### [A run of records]
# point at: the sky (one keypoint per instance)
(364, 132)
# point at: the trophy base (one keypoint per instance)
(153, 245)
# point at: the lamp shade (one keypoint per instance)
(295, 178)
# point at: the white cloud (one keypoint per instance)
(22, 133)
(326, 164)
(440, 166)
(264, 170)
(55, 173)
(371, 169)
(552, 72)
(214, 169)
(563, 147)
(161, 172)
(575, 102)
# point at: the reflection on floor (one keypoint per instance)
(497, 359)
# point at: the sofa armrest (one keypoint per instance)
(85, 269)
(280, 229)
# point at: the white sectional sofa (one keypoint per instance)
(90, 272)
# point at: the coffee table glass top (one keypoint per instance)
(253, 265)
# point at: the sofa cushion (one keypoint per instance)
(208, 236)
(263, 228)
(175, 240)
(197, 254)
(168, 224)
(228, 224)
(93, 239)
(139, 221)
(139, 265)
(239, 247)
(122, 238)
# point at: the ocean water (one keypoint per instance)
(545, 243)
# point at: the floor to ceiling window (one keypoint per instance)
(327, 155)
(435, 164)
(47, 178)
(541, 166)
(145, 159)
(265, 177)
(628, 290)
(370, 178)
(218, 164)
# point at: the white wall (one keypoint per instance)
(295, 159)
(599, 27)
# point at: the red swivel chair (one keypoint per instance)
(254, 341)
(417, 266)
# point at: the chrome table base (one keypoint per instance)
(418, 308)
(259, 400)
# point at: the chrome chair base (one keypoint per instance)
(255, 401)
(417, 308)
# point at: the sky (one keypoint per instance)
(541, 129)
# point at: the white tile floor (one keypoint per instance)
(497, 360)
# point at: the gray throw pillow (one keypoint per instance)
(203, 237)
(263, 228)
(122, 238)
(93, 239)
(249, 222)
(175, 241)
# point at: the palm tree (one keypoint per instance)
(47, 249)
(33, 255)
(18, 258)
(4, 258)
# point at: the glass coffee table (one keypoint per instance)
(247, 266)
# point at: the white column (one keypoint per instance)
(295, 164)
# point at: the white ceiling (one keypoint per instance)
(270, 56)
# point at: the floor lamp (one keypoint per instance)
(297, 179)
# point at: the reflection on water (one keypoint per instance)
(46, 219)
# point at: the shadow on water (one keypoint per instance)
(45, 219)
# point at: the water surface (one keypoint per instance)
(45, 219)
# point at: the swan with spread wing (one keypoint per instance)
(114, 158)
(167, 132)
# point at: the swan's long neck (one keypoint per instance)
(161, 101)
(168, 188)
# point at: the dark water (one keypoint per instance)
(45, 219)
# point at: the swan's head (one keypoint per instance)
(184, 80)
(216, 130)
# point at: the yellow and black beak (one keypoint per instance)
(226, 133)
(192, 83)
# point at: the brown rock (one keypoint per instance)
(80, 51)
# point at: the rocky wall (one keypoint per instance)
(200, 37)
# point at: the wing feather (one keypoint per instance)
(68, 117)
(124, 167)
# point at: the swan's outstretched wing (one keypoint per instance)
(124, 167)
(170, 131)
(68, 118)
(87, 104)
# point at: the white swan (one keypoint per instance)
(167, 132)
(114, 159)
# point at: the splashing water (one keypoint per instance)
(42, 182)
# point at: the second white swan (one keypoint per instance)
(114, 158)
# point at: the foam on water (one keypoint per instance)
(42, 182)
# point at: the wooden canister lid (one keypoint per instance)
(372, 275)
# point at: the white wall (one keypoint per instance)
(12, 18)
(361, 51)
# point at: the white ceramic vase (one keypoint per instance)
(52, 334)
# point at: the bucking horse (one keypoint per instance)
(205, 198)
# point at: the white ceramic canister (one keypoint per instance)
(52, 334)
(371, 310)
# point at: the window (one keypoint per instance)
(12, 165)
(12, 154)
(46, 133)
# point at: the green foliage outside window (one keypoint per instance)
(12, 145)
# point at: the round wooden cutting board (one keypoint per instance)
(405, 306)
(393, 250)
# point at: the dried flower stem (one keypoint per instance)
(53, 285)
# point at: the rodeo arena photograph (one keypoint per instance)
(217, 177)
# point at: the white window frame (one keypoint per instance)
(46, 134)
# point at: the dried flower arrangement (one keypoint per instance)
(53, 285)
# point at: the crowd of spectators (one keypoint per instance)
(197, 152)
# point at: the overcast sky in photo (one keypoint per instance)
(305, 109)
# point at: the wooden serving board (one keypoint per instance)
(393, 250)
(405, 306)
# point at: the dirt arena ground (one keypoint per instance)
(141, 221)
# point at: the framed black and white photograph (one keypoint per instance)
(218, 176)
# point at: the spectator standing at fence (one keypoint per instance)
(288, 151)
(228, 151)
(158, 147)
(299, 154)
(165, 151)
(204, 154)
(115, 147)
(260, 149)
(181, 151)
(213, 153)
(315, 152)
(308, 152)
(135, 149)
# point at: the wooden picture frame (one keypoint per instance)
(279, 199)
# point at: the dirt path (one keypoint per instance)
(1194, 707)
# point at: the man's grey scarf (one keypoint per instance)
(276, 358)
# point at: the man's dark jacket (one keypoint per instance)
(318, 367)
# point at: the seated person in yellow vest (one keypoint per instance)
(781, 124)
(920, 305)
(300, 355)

### [TASK STATEMENT]
Pull out each record as written and restate it exactly.

### [CORRECT RESPONSE]
# point at: the sky (one keypoint per instance)
(364, 132)
# point at: the trophy base (one keypoint per instance)
(153, 245)
# point at: the lamp shade (one keypoint per instance)
(295, 178)
# point at: the white cloud (one keypoint per instance)
(22, 133)
(326, 164)
(440, 166)
(264, 170)
(55, 173)
(371, 169)
(552, 72)
(214, 169)
(563, 147)
(161, 172)
(575, 102)
# point at: the reflection on floor (one keypoint per instance)
(497, 359)
# point at: the sofa armrest (one keypoint per instance)
(85, 269)
(280, 229)
# point at: the white sectional sofa (one keypoint per instance)
(90, 272)
# point at: the coffee table glass top (one keypoint per instance)
(253, 265)
# point at: the sofa cushion (one keypoint per instance)
(208, 236)
(263, 228)
(175, 240)
(197, 254)
(168, 224)
(228, 224)
(93, 239)
(139, 221)
(139, 265)
(239, 247)
(122, 238)
# point at: the ocean water (one keypoint per instance)
(545, 243)
# point at: the floor to ceiling window (one keypoint per instance)
(327, 155)
(435, 164)
(47, 178)
(541, 166)
(145, 159)
(265, 177)
(628, 290)
(370, 178)
(218, 164)
# point at: the white wall (one keypoint per instance)
(295, 159)
(599, 27)
# point at: the red swivel chair (one keypoint per instance)
(254, 341)
(417, 266)
# point at: the chrome table base (one keypoint per instance)
(418, 308)
(259, 400)
# point at: the chrome chair base (one keypoint per instance)
(255, 401)
(417, 308)
# point at: the sky (one keypoint per instance)
(541, 129)
# point at: the white tile floor (one keypoint per instance)
(497, 360)
# point at: the gray throw pillow (one keypoint per instance)
(203, 237)
(263, 228)
(122, 238)
(93, 239)
(249, 222)
(175, 241)
# point at: the palm tree (one keypoint per instance)
(47, 249)
(33, 255)
(18, 258)
(4, 258)
# point at: the glass coffee table (one keypoint per instance)
(247, 266)
# point at: the white column (one keypoint per instance)
(295, 164)
# point at: the white ceiling (one keypoint per instance)
(270, 56)
# point at: the floor lamp (one keypoint per instance)
(297, 179)
# point at: the reflection on water (one keypoint per instance)
(46, 219)
# point at: the shadow on water (one keypoint per instance)
(45, 219)
# point at: the water surface (one keypoint per instance)
(45, 219)
# point at: the swan with spread wing (one keypoint per instance)
(114, 158)
(167, 132)
# point at: the swan's long neck (one keypoint per instance)
(161, 101)
(168, 188)
# point at: the dark water (one keypoint per instance)
(45, 219)
# point at: the swan's head (one keypoint per instance)
(184, 80)
(216, 130)
# point at: the yellow and black beak (one keypoint per instance)
(226, 133)
(192, 83)
# point at: the brown rock (one keypoint per instance)
(80, 51)
# point at: the rocky wall (one keypoint per instance)
(200, 37)
# point at: the wing feather (one keypoint per instance)
(68, 117)
(124, 167)
# point at: the swan's outstretched wing (one keypoint per instance)
(124, 167)
(170, 131)
(68, 118)
(87, 104)
# point at: the white swan (one keypoint per instance)
(167, 132)
(114, 159)
# point at: the splashing water (one keypoint per instance)
(42, 182)
# point at: the second white swan (one keypoint per instance)
(114, 158)
# point at: the foam on water (one keypoint per instance)
(42, 182)
# point at: the wooden canister lid (one keypoint per instance)
(372, 275)
# point at: the white wall (one keypoint per instance)
(12, 18)
(361, 51)
# point at: the white ceramic vase (one keypoint per instance)
(52, 334)
# point at: the bucking horse (one keypoint per instance)
(205, 198)
# point at: the white ceramic canister (one keypoint per instance)
(52, 334)
(371, 310)
# point at: the window (one keypoint per instance)
(12, 165)
(12, 154)
(46, 133)
# point at: the green foliage outside window (one keypoint per instance)
(12, 145)
# point at: the round wooden cutting board (one keypoint per instance)
(405, 306)
(393, 250)
# point at: the dried flower stem (one keypoint per instance)
(53, 285)
# point at: the rodeo arena photograph (one keypoint per instance)
(217, 177)
# point at: the white window frame (one keypoint per instance)
(46, 134)
# point at: the dried flower arrangement (one keypoint per instance)
(53, 285)
# point at: the crowd of spectators (one keypoint per instance)
(197, 152)
# point at: the overcast sky in photo (one keypoint per instance)
(305, 109)
# point at: the wooden serving board (one keypoint per instance)
(393, 250)
(405, 306)
# point at: the dirt arena ground (one keypoint per instance)
(141, 221)
# point at: the framed black and white photograph (one keypoint per instance)
(218, 176)
# point at: the spectator standing at fence (one keypoint per instance)
(288, 151)
(228, 151)
(158, 147)
(299, 154)
(165, 151)
(204, 154)
(115, 147)
(260, 149)
(181, 151)
(213, 153)
(315, 152)
(308, 152)
(135, 149)
# point at: the wooden picture frame (one keypoint per instance)
(279, 199)
# point at: the dirt path (one keypoint per instance)
(1194, 707)
# point at: the man's grey scarf (one keypoint per instance)
(276, 358)
# point at: the man's dark jacket (one keypoint per instance)
(318, 367)
# point at: the seated person in yellow vest (one keypoint per instance)
(781, 124)
(920, 305)
(300, 355)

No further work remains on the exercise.